Given passage |
_____

Eijffinger/Nijskens: Monetary policy and banking supervision


This column argues that the two functions must be separated by setting up a Supervisory Board, operating independently within the ECB, and by granting the new supervisors a solvency instrument that is independent of the interest rate.

As the ECB will become responsible for micr-prudential supervision, we have to assess carefully the consequences for its primary mandate: price stability. Conceptually, both mandates are mutual prerequisites. Price stability is necessary for financial stability, and a stable financial system is required for proper transmission of monetary policy. However, conflicts of interest may arise when the ECB is both bank supervisor and monetary policymaker.

To circumvent these we need to separate the two functions clearly. This can be done by setting up a Supervisory Board, operating independently within the ECB, or by appointing national supervisors as alternates to national central bank governors in the Council. In both cases, a member of the ECB’s Executive Board should be responsible for supervision. Also, the new supervisors should dispose over a solvency instrument that is independent of the interest rate and allows for early intervention in potential problem banks.

Note that this is not the ultimate solution to the problem, as ECB President Draghi will ultimately be responsible for both monetary policy and supervision. Separating both functions is, however, a step in the right direction. In the end, both supervision and monetary policy should be independent from each other as well as from politics.

_____

Stated task 1 |
According to the column on monetary policy and banking supervision, who will ultimately be responsible for both monetary policy and supervision?
Stated task 2 |
List each arrangement that the column on monetary policy and banking supervision proposes in the paragraph beginning "To circumvent these".
Stated task 3 |
Print the text of the column on monetary policy and banking supervision between "Eijffinger/Nijskens: Monetary policy" and "the interest rate.", inclusive.

Extracted entries |
_____

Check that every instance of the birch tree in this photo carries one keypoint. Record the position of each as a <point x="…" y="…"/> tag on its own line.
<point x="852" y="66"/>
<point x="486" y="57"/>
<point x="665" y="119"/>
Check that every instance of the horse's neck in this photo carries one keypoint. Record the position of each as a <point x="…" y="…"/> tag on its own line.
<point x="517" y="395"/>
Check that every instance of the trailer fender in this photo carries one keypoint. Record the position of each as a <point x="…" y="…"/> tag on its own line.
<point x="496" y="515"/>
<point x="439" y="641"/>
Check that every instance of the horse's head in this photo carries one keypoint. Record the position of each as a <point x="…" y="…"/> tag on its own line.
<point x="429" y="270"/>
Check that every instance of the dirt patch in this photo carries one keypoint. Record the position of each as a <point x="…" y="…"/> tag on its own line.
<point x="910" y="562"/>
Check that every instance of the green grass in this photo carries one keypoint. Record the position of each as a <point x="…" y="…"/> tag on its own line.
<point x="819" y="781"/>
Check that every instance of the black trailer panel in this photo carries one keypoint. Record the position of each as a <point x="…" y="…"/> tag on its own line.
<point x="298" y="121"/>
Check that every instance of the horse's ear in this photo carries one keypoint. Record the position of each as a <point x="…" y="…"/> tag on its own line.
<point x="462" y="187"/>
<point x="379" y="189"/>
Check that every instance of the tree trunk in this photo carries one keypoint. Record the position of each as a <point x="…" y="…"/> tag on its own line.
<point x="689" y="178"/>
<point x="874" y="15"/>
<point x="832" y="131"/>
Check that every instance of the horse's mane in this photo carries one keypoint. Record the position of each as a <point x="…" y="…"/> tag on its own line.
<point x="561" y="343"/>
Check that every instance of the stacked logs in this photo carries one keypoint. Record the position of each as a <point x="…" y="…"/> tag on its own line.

_____

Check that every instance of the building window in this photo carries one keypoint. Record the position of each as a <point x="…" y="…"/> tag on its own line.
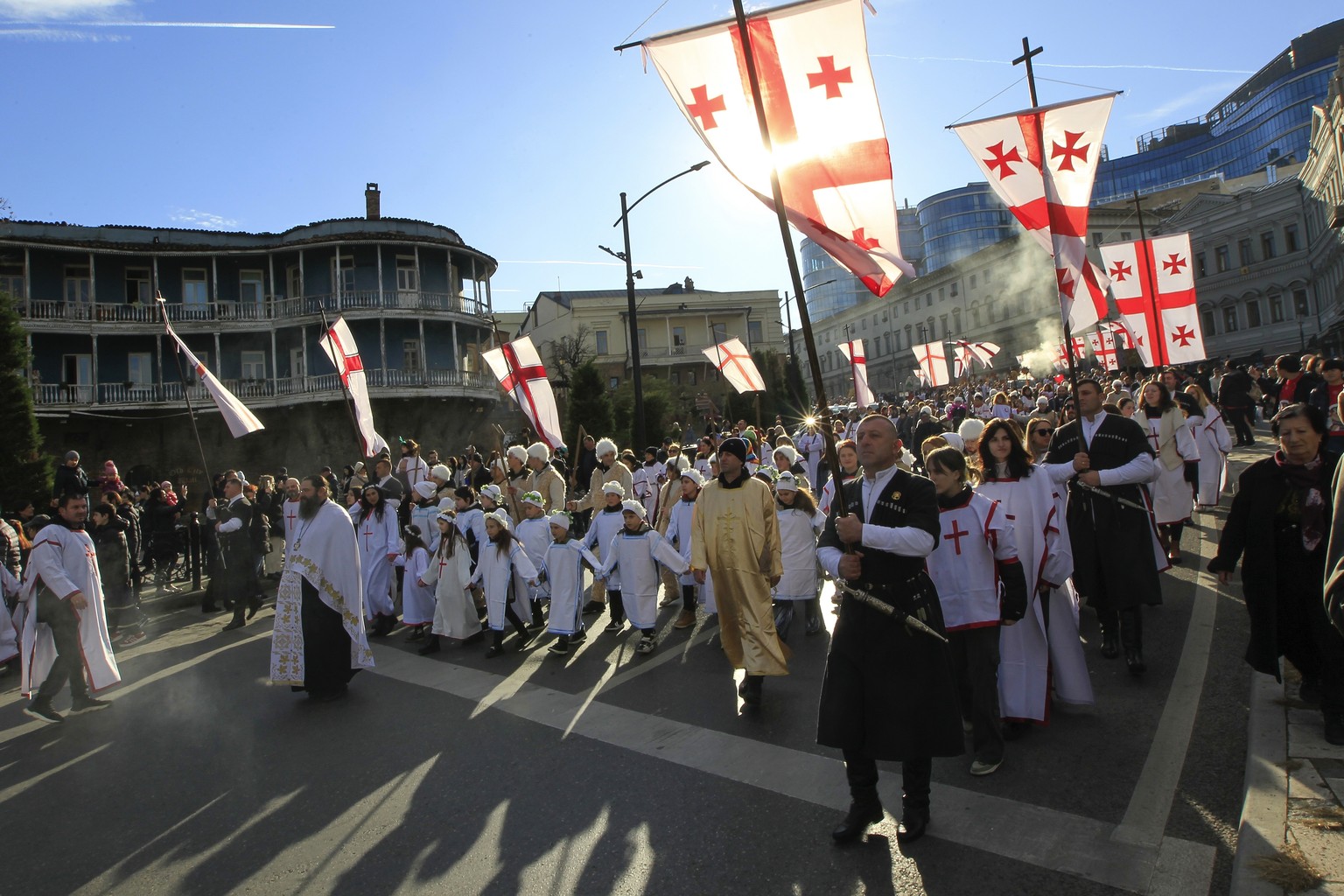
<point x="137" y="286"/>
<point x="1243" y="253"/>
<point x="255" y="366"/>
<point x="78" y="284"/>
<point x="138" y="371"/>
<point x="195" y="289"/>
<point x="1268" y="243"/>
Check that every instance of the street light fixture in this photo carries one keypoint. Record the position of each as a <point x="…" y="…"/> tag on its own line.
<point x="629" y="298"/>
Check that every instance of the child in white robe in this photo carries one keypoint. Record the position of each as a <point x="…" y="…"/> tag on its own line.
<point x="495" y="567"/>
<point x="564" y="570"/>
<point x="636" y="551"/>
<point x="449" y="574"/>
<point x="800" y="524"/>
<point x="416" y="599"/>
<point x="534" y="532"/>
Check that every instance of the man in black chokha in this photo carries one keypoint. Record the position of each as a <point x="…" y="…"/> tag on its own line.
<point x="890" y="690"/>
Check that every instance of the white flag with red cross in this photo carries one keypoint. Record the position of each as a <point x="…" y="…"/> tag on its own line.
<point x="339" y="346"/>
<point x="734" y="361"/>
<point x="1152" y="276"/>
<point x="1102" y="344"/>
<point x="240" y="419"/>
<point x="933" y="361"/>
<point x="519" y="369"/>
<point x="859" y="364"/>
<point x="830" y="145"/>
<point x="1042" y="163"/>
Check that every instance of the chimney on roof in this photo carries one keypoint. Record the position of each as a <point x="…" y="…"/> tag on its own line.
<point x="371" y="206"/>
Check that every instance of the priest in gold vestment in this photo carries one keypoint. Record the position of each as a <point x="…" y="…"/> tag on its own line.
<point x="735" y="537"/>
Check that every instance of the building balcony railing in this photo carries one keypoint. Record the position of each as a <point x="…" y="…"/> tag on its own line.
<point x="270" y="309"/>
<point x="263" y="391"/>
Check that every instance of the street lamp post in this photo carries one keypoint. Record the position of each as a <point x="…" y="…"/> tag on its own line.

_____

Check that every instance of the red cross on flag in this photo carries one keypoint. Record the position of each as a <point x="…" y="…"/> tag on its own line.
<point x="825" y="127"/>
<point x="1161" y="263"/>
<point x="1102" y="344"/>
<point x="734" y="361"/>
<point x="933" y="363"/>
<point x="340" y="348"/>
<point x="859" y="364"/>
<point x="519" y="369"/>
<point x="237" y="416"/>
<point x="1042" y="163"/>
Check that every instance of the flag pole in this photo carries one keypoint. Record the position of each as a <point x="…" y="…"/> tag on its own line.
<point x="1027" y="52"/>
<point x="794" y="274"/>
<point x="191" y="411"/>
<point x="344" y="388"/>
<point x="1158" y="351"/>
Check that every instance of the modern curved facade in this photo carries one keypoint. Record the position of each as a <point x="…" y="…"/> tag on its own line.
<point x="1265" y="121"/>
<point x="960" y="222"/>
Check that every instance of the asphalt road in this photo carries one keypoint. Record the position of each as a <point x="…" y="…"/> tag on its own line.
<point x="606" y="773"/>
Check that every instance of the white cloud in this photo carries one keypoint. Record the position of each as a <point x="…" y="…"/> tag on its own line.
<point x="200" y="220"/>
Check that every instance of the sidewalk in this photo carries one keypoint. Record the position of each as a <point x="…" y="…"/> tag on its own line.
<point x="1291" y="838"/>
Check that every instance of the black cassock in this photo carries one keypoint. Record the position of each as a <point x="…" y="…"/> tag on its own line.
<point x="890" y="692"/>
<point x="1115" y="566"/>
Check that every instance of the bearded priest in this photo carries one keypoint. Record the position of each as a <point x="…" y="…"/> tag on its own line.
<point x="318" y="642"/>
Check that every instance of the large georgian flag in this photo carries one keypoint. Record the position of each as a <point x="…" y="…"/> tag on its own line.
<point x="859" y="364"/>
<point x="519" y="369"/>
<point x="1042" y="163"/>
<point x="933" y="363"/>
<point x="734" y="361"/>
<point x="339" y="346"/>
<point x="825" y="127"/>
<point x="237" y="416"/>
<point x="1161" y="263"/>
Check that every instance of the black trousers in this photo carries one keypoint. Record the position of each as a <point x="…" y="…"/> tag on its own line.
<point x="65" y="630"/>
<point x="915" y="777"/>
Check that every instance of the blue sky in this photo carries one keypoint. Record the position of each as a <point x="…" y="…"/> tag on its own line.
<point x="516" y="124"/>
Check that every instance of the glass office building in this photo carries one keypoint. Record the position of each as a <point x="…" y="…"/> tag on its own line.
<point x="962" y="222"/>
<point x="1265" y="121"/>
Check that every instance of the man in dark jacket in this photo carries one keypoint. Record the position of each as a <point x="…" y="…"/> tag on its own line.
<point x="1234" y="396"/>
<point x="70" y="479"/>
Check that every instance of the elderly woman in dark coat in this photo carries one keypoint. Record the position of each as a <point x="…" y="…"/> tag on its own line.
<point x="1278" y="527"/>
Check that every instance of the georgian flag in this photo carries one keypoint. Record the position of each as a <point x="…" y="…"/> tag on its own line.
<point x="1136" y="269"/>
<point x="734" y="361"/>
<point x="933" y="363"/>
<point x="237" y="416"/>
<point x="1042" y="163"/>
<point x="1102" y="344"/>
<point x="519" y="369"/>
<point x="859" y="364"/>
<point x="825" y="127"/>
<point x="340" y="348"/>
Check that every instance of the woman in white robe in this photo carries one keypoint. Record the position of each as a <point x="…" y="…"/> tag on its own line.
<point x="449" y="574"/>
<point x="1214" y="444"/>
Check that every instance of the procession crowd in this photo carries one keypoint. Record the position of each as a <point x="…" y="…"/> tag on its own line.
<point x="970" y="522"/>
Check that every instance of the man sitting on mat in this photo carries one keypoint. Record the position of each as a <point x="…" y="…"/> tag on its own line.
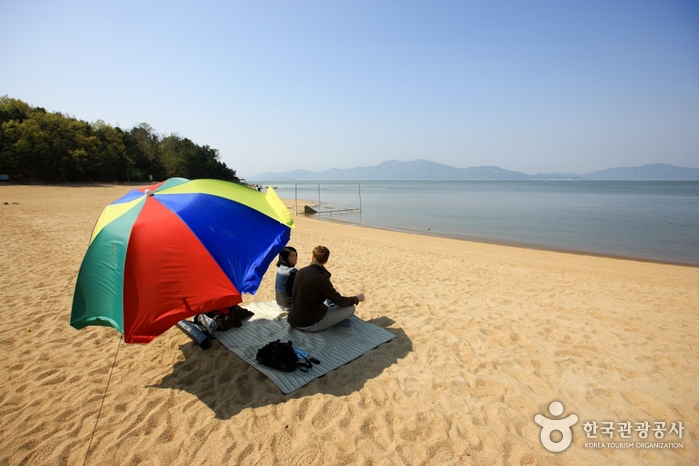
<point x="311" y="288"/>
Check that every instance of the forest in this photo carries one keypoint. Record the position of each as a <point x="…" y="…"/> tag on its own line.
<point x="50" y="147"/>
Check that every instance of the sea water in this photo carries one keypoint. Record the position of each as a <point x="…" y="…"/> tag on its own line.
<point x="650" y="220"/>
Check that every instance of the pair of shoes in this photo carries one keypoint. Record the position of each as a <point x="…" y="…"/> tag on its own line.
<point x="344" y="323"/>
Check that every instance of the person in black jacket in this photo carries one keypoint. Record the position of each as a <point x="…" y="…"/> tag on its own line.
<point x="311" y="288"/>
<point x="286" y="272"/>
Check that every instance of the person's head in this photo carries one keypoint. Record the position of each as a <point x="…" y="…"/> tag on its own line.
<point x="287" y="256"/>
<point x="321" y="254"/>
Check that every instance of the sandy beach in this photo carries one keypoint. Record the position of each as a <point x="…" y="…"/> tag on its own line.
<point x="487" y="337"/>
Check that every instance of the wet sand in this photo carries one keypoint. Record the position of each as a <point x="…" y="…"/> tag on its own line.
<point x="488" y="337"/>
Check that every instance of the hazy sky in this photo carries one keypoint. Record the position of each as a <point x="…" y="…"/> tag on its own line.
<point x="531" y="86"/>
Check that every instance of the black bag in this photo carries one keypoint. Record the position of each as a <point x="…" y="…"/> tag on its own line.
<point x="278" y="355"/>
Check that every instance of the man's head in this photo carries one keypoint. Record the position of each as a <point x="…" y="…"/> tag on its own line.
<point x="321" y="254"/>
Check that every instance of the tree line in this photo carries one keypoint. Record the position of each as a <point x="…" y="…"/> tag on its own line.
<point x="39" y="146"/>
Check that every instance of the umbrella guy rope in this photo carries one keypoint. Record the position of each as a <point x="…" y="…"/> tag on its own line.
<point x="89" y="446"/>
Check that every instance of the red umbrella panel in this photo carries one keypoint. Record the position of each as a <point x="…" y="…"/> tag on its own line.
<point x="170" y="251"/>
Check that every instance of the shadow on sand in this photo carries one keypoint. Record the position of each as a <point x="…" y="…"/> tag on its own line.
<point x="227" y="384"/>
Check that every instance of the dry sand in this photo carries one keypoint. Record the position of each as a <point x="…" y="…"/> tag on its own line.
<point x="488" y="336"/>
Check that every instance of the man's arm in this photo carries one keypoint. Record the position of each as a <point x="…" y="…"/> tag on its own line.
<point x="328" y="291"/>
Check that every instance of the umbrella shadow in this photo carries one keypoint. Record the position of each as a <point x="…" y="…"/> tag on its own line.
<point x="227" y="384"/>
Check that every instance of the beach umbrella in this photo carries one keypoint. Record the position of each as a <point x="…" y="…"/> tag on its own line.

_____

Complete output 1 |
ECB President Draghi

Complete output 2 |
- Setting up a Supervisory Board that operates independently within the ECB
- Appointing national supervisors as alternates to national central bank governors in the Council
- Making a member of the ECB's Executive Board responsible for supervision
- Giving the new supervisors a solvency instrument that is independent of the interest rate and allows for early intervention in potential problem banks

Complete output 3 |
Eijffinger/Nijskens: Monetary policy and banking supervision


This column argues that the two functions must be separated by setting up a Supervisory Board, operating independently within the ECB, and by granting the new supervisors a solvency instrument that is independent of the interest rate.